[BEGIN Source material]

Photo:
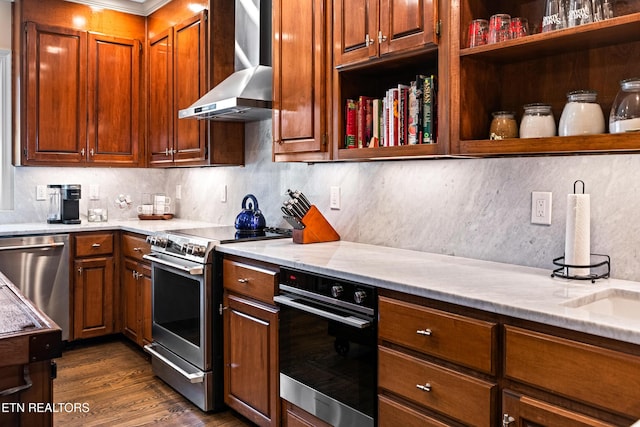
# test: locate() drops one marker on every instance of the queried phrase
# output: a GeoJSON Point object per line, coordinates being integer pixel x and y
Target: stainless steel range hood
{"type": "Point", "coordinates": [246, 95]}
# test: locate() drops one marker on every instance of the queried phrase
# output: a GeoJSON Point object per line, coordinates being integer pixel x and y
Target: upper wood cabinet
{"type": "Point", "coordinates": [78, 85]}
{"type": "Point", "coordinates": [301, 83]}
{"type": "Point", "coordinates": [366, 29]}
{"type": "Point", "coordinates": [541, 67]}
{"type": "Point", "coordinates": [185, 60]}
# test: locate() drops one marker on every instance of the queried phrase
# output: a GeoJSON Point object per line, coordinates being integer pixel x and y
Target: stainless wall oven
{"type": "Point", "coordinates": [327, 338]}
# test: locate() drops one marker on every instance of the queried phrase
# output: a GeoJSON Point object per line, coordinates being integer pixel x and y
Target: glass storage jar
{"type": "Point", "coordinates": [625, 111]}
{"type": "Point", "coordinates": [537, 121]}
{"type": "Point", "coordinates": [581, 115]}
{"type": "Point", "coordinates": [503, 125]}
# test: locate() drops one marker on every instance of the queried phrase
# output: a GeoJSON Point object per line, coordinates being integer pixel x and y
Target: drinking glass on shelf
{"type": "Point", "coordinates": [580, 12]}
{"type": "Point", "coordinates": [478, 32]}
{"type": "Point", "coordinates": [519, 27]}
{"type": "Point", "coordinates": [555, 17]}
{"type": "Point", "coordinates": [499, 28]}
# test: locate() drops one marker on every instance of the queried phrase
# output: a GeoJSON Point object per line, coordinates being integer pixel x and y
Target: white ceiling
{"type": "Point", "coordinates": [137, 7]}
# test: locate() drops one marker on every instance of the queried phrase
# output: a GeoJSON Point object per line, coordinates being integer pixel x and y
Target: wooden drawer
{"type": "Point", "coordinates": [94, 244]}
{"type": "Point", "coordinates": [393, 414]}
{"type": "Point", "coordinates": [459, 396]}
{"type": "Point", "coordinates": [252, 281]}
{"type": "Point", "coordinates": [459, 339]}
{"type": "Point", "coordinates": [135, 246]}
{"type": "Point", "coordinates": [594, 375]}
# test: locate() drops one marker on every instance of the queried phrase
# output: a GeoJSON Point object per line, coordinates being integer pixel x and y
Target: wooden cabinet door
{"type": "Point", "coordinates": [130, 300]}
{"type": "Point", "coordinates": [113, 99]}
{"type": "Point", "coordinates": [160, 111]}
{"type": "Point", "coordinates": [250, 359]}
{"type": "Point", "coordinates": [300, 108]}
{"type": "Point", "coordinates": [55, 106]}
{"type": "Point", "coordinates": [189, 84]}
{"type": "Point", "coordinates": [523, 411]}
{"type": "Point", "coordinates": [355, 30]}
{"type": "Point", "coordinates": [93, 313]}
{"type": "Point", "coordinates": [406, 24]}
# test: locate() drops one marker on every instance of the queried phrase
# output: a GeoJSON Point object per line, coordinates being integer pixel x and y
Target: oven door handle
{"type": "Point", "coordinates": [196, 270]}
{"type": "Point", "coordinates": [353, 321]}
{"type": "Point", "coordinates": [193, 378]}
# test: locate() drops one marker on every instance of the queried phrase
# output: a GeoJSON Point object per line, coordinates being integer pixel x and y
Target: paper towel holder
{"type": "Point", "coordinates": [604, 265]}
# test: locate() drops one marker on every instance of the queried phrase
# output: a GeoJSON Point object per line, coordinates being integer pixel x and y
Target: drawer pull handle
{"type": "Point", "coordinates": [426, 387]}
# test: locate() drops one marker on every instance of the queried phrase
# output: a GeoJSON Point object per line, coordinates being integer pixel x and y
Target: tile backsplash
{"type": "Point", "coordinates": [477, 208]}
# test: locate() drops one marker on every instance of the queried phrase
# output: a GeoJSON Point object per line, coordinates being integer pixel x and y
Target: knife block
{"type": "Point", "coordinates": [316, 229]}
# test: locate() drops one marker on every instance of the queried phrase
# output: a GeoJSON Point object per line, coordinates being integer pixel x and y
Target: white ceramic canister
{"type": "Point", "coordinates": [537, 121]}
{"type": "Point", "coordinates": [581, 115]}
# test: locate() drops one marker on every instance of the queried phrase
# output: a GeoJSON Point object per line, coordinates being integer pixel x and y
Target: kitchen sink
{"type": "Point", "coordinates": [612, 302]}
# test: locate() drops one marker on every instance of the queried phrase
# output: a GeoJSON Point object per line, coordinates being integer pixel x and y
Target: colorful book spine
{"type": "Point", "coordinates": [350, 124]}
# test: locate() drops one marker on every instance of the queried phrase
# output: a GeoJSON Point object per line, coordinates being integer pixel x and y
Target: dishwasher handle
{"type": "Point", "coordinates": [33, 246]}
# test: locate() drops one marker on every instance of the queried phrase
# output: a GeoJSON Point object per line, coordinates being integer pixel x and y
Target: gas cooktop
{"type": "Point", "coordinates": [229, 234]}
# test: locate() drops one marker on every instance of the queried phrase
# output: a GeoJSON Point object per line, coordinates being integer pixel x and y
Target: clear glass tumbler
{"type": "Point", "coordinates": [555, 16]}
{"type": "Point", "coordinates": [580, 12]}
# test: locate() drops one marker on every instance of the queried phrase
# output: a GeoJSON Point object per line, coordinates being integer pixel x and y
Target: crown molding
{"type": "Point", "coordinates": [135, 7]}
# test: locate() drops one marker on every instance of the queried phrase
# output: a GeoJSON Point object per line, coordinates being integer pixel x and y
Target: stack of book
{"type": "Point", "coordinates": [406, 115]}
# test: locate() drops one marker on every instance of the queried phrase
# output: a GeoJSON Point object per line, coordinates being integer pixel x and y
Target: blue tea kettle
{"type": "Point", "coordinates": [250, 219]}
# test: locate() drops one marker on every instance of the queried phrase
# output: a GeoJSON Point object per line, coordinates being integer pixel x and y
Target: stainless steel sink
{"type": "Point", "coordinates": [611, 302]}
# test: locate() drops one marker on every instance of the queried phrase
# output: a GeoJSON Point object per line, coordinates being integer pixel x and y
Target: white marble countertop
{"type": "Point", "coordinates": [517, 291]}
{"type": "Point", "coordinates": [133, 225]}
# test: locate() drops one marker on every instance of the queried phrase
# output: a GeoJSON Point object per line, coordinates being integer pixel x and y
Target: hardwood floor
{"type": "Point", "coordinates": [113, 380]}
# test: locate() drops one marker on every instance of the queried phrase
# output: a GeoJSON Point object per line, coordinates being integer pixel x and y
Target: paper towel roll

[END Source material]

Your task is to reproduce all of the material exactly. The pictures stay out.

• Full solution:
Photo:
# test: locate() drops one marker on every instance of the queried phrase
# output: a GeoJSON Point object per line, coordinates being integer pixel x and y
Target: stainless steel range hood
{"type": "Point", "coordinates": [246, 95]}
# test: locate() drops one marker on every instance of the queried phrase
# output: a GeoJSON Point object per line, coordinates being integer pixel x and y
Target: upper wood cabinet
{"type": "Point", "coordinates": [78, 85]}
{"type": "Point", "coordinates": [301, 83]}
{"type": "Point", "coordinates": [366, 29]}
{"type": "Point", "coordinates": [541, 67]}
{"type": "Point", "coordinates": [185, 60]}
# test: locate() drops one marker on every instance of the queried phrase
# output: a GeoJSON Point object per line, coordinates being integer pixel x and y
Target: stainless wall oven
{"type": "Point", "coordinates": [327, 338]}
# test: locate() drops one marker on every instance of the queried phrase
# output: a GeoJSON Point object per line, coordinates being integer pixel x and y
Target: glass storage jar
{"type": "Point", "coordinates": [625, 111]}
{"type": "Point", "coordinates": [537, 121]}
{"type": "Point", "coordinates": [581, 115]}
{"type": "Point", "coordinates": [503, 125]}
# test: locate() drops one marker on every instance of the queried phrase
# output: a GeoJSON Point object per line, coordinates being integer pixel x and y
Target: drinking glass on shelf
{"type": "Point", "coordinates": [580, 12]}
{"type": "Point", "coordinates": [478, 32]}
{"type": "Point", "coordinates": [519, 27]}
{"type": "Point", "coordinates": [555, 17]}
{"type": "Point", "coordinates": [499, 28]}
# test: locate() drops one marker on every instance of the queried phrase
# output: a GeoJSON Point object per line, coordinates being integer pixel x and y
Target: white ceiling
{"type": "Point", "coordinates": [137, 7]}
# test: locate() drops one marker on every instance of the queried phrase
# output: a GeoJSON Point object per line, coordinates being integer pixel x and y
Target: wooden drawer
{"type": "Point", "coordinates": [94, 244]}
{"type": "Point", "coordinates": [393, 414]}
{"type": "Point", "coordinates": [459, 396]}
{"type": "Point", "coordinates": [252, 281]}
{"type": "Point", "coordinates": [459, 339]}
{"type": "Point", "coordinates": [135, 246]}
{"type": "Point", "coordinates": [594, 375]}
# test: locate() drops one marker on every instance of the queried phrase
# output: a GeoJSON Point object per line, coordinates being integer pixel x and y
Target: wooden cabinet door
{"type": "Point", "coordinates": [130, 300]}
{"type": "Point", "coordinates": [113, 99]}
{"type": "Point", "coordinates": [160, 111]}
{"type": "Point", "coordinates": [250, 359]}
{"type": "Point", "coordinates": [300, 108]}
{"type": "Point", "coordinates": [55, 106]}
{"type": "Point", "coordinates": [189, 84]}
{"type": "Point", "coordinates": [523, 411]}
{"type": "Point", "coordinates": [355, 30]}
{"type": "Point", "coordinates": [93, 313]}
{"type": "Point", "coordinates": [406, 24]}
# test: locate() drops one marker on every instance of the queried phrase
# output: a GeoJSON Point object per line, coordinates being integer pixel x and y
Target: oven door handle
{"type": "Point", "coordinates": [196, 270]}
{"type": "Point", "coordinates": [353, 321]}
{"type": "Point", "coordinates": [193, 378]}
# test: locate() drops one marker on every instance of the queried phrase
# output: a GeoJSON Point object per line, coordinates being integer pixel x and y
Target: paper towel holder
{"type": "Point", "coordinates": [604, 265]}
# test: locate() drops one marker on every instance of the queried phrase
# output: a GeoJSON Point object per line, coordinates being integer pixel x and y
Target: drawer pull handle
{"type": "Point", "coordinates": [426, 387]}
# test: locate() drops one marker on every instance of the queried phrase
# output: a GeoJSON Point object per line, coordinates being integer pixel x and y
Target: tile backsplash
{"type": "Point", "coordinates": [477, 208]}
# test: locate() drops one marker on every instance of the queried phrase
# output: a GeoJSON Point object per line, coordinates being integer pixel x and y
Target: knife block
{"type": "Point", "coordinates": [316, 229]}
# test: locate() drops one marker on every instance of the queried phrase
# output: a GeoJSON Point object per line, coordinates being integer pixel x and y
Target: white ceramic canister
{"type": "Point", "coordinates": [537, 121]}
{"type": "Point", "coordinates": [581, 115]}
# test: locate() drops one marker on every instance of the queried phrase
# output: a GeoJSON Point object per line, coordinates being integer pixel x and y
Target: kitchen sink
{"type": "Point", "coordinates": [612, 302]}
# test: locate() drops one marker on every instance of the queried phrase
# output: a GeoJSON Point object per line, coordinates being integer pixel x and y
Target: colorful book spine
{"type": "Point", "coordinates": [350, 124]}
# test: locate() drops one marker on every instance of the queried phrase
# output: a GeoJSON Point object per line, coordinates being integer pixel x and y
Target: dishwasher handle
{"type": "Point", "coordinates": [33, 246]}
# test: locate() drops one marker on every instance of the queried phrase
# output: a GeoJSON Point object per line, coordinates being integer pixel x and y
Target: gas cooktop
{"type": "Point", "coordinates": [229, 234]}
# test: locate() drops one marker on every instance of the queried phrase
# output: a GeoJSON Point object per line, coordinates being integer pixel x and y
Target: clear glass tumbler
{"type": "Point", "coordinates": [555, 16]}
{"type": "Point", "coordinates": [580, 12]}
# test: locate() drops one marker on every instance of the queried phrase
# output: a GeoJSON Point object per line, coordinates being integer pixel x and y
Target: crown molding
{"type": "Point", "coordinates": [135, 7]}
# test: locate() drops one marker on every instance of the queried phrase
# output: a GeoJSON Point object per line, coordinates being integer pixel x and y
Target: stack of book
{"type": "Point", "coordinates": [406, 115]}
# test: locate() drops one marker on every instance of the queried phrase
# output: a GeoJSON Point object per line, coordinates being integer pixel x and y
Target: blue tea kettle
{"type": "Point", "coordinates": [250, 219]}
# test: locate() drops one marker on every instance of the queried phrase
# output: a GeoJSON Point object per line, coordinates being integer pixel x and y
Target: stainless steel sink
{"type": "Point", "coordinates": [611, 302]}
# test: locate() drops one marker on every instance of the queried phrase
# output: a GeoJSON Point object per line, coordinates being integer pixel x and y
Target: white marble countertop
{"type": "Point", "coordinates": [517, 291]}
{"type": "Point", "coordinates": [133, 225]}
# test: locate() drops one marker on every instance of the queried phrase
# output: a GeoJSON Point object per line, coordinates being integer pixel x and y
Target: hardwood floor
{"type": "Point", "coordinates": [113, 380]}
# test: locate() drops one marker on every instance of the queried phrase
# output: a GeoJSON Point object per line, coordinates being integer pixel x and y
Target: paper towel roll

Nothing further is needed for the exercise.